START Data for this exercise

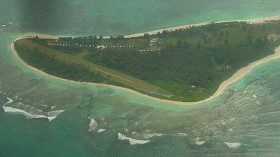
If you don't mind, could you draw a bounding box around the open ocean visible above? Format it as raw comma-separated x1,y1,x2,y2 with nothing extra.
1,0,280,156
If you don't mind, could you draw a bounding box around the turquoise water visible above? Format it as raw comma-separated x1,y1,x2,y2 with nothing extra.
2,0,280,35
1,1,280,156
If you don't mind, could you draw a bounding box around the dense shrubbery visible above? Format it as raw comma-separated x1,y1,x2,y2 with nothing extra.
84,21,279,99
15,44,105,83
85,42,273,98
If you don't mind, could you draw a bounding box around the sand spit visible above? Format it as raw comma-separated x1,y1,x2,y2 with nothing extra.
10,15,280,105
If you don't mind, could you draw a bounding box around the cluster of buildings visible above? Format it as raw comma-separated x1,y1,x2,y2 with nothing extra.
47,42,139,50
46,37,162,52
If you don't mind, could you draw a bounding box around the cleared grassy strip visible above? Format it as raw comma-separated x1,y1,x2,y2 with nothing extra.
16,39,173,97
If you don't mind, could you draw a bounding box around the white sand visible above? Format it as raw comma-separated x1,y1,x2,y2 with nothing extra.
118,133,150,145
10,15,280,105
125,15,280,38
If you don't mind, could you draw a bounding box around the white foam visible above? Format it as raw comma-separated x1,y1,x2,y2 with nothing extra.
51,106,56,110
118,133,150,145
88,117,98,131
3,106,64,122
3,106,47,119
47,110,65,116
196,141,205,145
178,133,187,136
252,93,257,98
46,110,65,121
132,131,137,135
37,109,43,113
98,129,106,133
224,142,241,149
4,97,14,105
47,116,57,121
143,133,163,139
124,128,129,133
195,138,205,146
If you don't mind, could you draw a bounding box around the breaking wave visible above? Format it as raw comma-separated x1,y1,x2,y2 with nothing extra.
118,133,150,145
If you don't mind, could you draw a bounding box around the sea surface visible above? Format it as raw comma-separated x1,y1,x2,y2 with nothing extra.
1,0,280,156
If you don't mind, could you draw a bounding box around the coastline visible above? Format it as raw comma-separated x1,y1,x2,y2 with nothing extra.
125,15,280,38
21,15,280,39
10,15,280,105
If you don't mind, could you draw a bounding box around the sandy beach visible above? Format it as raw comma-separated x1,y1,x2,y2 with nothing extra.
10,15,280,105
125,15,280,38
23,15,280,39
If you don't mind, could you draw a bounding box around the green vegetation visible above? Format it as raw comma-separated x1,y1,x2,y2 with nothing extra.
15,43,105,83
14,21,280,101
15,39,173,99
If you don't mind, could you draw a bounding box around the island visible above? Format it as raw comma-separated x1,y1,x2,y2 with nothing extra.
13,19,280,102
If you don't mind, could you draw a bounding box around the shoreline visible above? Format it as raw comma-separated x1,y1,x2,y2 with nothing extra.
22,15,280,39
10,15,280,105
126,15,280,38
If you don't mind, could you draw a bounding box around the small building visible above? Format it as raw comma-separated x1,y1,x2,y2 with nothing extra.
97,45,106,49
150,38,159,43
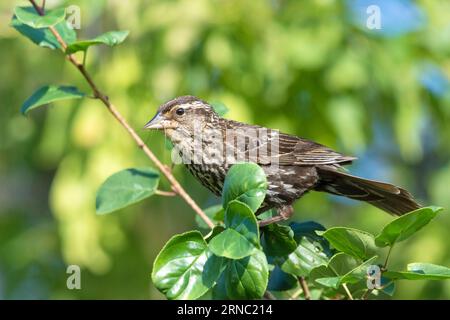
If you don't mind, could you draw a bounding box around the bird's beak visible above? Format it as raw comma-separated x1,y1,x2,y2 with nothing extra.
143,112,178,130
143,113,166,130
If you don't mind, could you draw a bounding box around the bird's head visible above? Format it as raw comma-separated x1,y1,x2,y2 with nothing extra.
143,96,218,139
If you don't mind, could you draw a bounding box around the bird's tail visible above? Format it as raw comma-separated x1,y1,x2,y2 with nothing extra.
315,166,421,216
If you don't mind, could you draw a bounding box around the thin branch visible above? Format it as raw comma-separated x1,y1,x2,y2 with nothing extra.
298,277,311,300
383,245,394,270
28,0,214,229
155,190,177,197
361,288,373,300
82,49,88,67
289,287,303,300
342,283,354,300
263,291,276,300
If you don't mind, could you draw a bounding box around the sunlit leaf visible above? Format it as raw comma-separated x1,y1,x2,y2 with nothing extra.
65,30,129,54
212,249,268,299
222,163,267,212
152,231,224,300
14,6,66,29
204,226,225,243
339,256,378,285
21,85,85,115
375,206,444,247
384,263,450,280
208,229,257,259
96,167,159,214
312,253,378,289
280,237,329,277
319,227,377,261
11,16,76,49
208,201,259,259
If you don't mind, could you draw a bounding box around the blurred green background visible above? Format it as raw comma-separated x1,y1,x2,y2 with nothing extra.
0,0,449,299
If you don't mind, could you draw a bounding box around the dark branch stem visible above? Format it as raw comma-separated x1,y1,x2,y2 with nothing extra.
263,291,276,300
28,0,214,229
298,277,311,300
383,245,394,270
361,288,373,300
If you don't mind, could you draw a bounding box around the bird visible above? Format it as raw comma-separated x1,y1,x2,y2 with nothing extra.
144,95,421,226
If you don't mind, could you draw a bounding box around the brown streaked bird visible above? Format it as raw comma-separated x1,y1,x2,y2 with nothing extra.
144,95,421,226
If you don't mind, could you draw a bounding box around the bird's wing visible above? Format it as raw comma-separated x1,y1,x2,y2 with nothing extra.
221,120,356,166
277,132,356,165
256,131,356,166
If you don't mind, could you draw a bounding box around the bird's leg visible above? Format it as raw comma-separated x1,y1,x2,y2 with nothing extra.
258,205,294,227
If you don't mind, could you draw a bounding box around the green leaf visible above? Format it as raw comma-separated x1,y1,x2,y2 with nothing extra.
21,85,85,115
267,266,298,291
212,249,269,299
310,253,358,283
261,224,297,257
290,221,332,257
384,263,450,280
96,167,159,214
280,237,329,277
152,231,224,300
257,209,277,221
222,163,267,212
326,252,360,275
272,221,331,278
375,206,444,247
224,201,259,244
319,227,377,261
339,256,378,285
312,254,378,289
380,276,396,296
65,30,130,54
291,221,327,241
195,204,223,229
204,226,225,243
210,102,229,117
208,201,259,259
208,229,257,259
315,277,341,288
11,16,76,49
14,6,66,29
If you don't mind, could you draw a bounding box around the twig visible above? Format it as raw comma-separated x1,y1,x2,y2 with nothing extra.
361,288,373,300
28,0,214,229
82,49,88,66
263,291,276,300
298,277,311,300
342,283,354,300
383,245,394,270
289,287,303,300
155,190,177,197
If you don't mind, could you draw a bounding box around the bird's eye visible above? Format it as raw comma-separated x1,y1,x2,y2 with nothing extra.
175,108,185,116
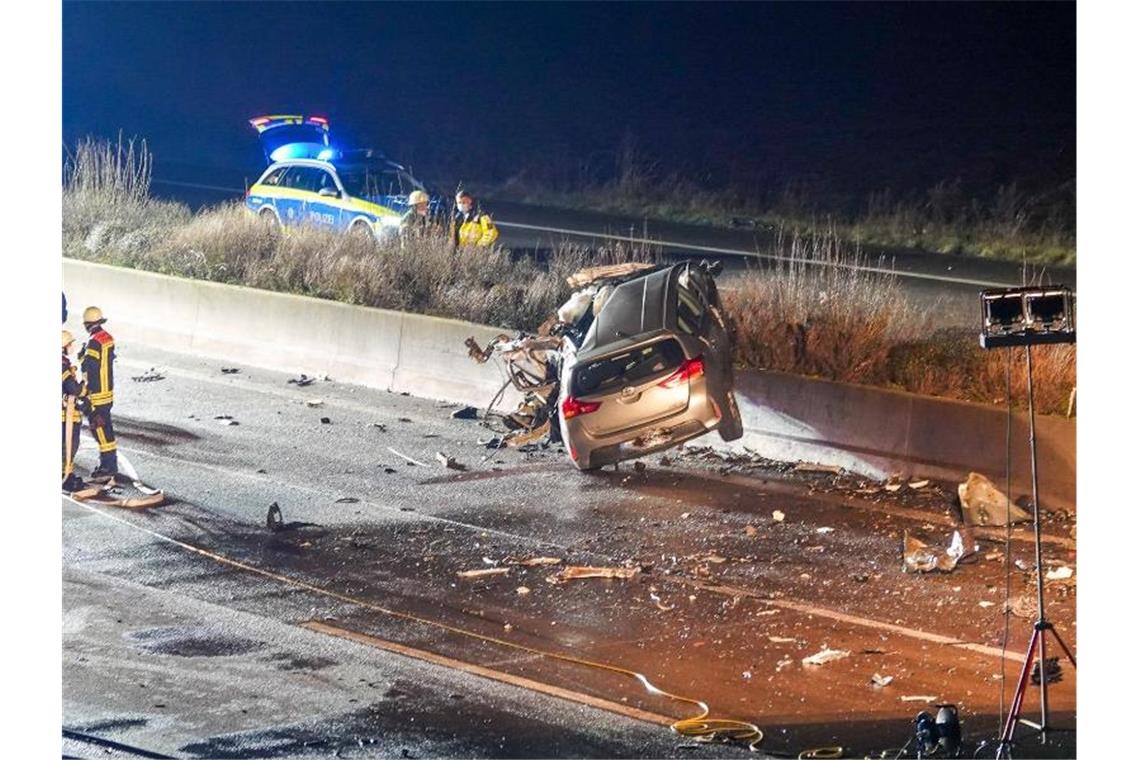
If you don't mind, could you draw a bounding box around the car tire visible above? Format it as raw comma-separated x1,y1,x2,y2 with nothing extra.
718,392,744,442
259,208,281,234
349,222,378,244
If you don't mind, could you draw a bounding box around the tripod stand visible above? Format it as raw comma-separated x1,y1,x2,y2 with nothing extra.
995,344,1076,754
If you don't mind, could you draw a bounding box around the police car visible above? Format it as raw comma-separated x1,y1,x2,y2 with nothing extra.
244,115,440,239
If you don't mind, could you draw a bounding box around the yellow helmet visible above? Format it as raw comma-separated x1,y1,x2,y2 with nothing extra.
62,330,75,350
407,190,430,206
83,305,105,324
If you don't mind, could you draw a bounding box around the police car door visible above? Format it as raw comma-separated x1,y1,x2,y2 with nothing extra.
308,167,343,230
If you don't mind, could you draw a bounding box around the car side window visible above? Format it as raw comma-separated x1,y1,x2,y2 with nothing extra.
315,170,338,193
286,167,320,193
261,167,286,187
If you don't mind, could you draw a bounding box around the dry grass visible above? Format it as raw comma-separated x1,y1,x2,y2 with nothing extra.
62,137,1075,413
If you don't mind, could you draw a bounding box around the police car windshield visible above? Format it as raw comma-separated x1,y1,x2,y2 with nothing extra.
336,164,425,199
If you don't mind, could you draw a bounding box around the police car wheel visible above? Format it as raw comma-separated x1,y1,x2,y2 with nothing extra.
349,223,377,243
259,209,281,233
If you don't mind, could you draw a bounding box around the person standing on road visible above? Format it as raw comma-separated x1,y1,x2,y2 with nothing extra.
80,306,120,482
62,330,87,491
400,189,434,242
451,191,499,248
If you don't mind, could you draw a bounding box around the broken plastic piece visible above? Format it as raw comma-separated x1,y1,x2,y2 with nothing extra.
1045,566,1073,581
288,374,315,387
435,452,466,470
903,531,970,573
450,406,479,420
802,647,851,666
958,472,1032,526
548,566,640,583
456,568,510,579
772,510,786,522
871,673,894,688
221,367,240,374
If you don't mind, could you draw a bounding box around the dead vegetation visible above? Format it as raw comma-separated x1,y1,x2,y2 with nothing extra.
62,137,1075,413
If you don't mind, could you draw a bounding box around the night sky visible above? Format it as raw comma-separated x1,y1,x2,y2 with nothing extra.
63,1,1074,201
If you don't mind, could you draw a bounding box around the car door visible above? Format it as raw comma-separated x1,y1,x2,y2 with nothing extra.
307,167,344,230
676,266,733,407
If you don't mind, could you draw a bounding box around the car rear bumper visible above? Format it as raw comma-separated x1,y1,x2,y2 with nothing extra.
566,402,720,470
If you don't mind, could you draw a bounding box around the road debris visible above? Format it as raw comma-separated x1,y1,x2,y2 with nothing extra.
266,502,283,532
320,417,331,424
372,423,387,432
456,568,510,579
387,447,430,467
802,646,851,666
435,452,467,471
1045,566,1073,581
884,482,903,493
902,530,972,573
772,510,786,522
816,526,834,534
744,525,759,537
978,601,996,608
1032,657,1062,685
871,673,894,688
768,636,797,644
776,657,795,671
793,462,842,475
514,557,563,567
547,566,640,583
288,374,315,387
335,497,360,504
221,367,240,374
901,695,938,703
450,406,479,420
306,399,325,408
958,472,1032,525
908,479,930,489
515,586,531,595
650,592,674,611
131,368,165,382
214,415,239,426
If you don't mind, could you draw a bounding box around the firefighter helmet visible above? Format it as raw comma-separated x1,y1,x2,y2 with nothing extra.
407,190,430,206
83,306,106,325
62,330,75,349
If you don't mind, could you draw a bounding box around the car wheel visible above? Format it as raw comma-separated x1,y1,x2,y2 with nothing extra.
259,209,281,234
718,392,744,442
349,222,377,244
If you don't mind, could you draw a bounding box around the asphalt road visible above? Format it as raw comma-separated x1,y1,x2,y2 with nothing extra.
63,344,1077,758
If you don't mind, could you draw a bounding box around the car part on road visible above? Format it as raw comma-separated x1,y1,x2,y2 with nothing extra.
387,447,429,467
547,566,640,583
902,530,972,574
958,472,1032,526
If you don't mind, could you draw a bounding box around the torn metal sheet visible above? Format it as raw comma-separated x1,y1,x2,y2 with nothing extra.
902,530,972,573
565,262,656,289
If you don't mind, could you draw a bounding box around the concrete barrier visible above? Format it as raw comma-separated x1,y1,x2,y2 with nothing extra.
63,259,1075,512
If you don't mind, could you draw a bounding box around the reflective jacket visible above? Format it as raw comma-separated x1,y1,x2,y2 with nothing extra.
81,328,115,408
452,208,499,247
62,353,85,422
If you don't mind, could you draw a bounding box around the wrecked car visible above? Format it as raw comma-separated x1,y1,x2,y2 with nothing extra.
467,260,743,470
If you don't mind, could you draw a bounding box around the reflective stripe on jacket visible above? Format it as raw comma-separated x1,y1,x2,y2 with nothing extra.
81,329,115,407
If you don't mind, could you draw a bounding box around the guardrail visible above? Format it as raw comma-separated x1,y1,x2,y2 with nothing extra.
63,259,1075,512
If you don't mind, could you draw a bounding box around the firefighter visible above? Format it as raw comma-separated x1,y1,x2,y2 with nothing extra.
80,306,120,481
61,330,86,491
400,189,433,240
451,191,499,248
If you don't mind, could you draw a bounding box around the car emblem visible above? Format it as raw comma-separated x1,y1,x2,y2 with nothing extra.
620,386,636,399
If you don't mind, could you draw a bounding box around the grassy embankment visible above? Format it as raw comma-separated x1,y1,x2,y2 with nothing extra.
63,137,1074,414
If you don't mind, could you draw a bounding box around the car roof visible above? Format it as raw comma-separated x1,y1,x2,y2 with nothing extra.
577,265,678,359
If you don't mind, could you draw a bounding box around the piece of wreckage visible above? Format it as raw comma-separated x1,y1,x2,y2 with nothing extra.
465,260,744,469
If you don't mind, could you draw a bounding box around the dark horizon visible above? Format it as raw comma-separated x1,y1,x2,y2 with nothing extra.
63,1,1075,204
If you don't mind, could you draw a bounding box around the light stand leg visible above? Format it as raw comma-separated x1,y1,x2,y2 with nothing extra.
1024,345,1051,741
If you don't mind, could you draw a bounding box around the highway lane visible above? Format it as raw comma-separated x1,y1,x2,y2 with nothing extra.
63,344,1077,757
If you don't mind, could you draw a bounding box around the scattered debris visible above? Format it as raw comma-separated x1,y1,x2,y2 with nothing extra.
816,526,835,534
335,497,360,504
320,417,331,424
776,657,795,671
978,601,996,608
221,367,240,374
1031,657,1062,685
772,510,786,522
633,461,647,473
398,417,412,423
793,462,842,475
388,447,430,467
958,472,1032,526
266,502,283,532
306,399,325,408
131,368,165,383
548,566,640,583
650,593,674,611
288,374,315,387
744,525,759,537
902,530,972,573
477,436,503,449
908,479,930,490
802,647,851,666
1045,566,1073,581
372,423,387,432
768,636,797,644
456,568,510,579
435,452,466,471
515,557,563,567
515,586,531,596
450,406,479,420
871,673,894,688
901,695,938,703
214,415,239,426
680,512,691,519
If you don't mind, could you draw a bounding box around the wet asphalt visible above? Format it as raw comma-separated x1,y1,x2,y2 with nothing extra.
63,344,1077,758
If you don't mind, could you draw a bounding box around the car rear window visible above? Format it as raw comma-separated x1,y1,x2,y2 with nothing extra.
572,339,685,397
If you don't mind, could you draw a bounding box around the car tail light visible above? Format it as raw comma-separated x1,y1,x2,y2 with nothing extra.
659,356,705,389
562,396,601,420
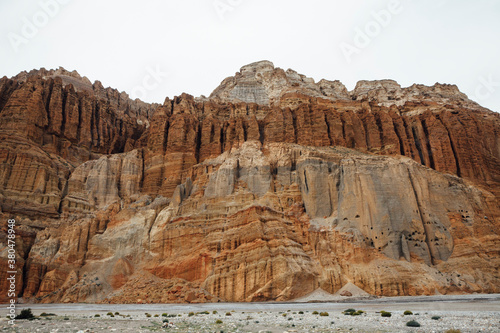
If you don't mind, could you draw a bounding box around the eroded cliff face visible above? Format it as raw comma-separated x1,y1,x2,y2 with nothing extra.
0,63,499,303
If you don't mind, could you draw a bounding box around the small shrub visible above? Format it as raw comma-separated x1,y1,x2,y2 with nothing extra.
406,320,421,327
445,330,461,333
199,311,209,315
319,312,329,317
154,314,159,317
114,312,119,315
110,314,115,318
188,312,195,317
344,308,356,313
381,311,392,317
298,311,304,314
63,317,69,320
225,312,232,316
282,313,287,317
162,313,168,317
213,310,217,314
162,319,169,323
107,312,113,316
432,316,441,320
15,309,35,320
94,314,100,317
40,313,56,317
145,313,151,318
216,319,223,324
404,310,413,315
312,311,319,315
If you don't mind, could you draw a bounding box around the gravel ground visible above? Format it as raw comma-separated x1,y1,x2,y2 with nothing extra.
2,294,499,333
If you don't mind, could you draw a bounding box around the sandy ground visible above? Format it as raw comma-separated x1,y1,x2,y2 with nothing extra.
2,294,500,332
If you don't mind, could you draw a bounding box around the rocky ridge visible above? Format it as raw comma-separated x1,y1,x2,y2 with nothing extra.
0,62,499,304
209,60,487,112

END Data for this exercise

> Work instruction: Output these and nothing else: the lines from the one holding "around the rocky" through the final line of the entries above, exactly as they appear.

> Output of the exercise:
If you don't mind, could you draw a bounding box around the rocky ridge visible above? Format it as raw comma-separated x1,y1,x2,y2 with nothing extra.
0,62,499,304
209,60,487,112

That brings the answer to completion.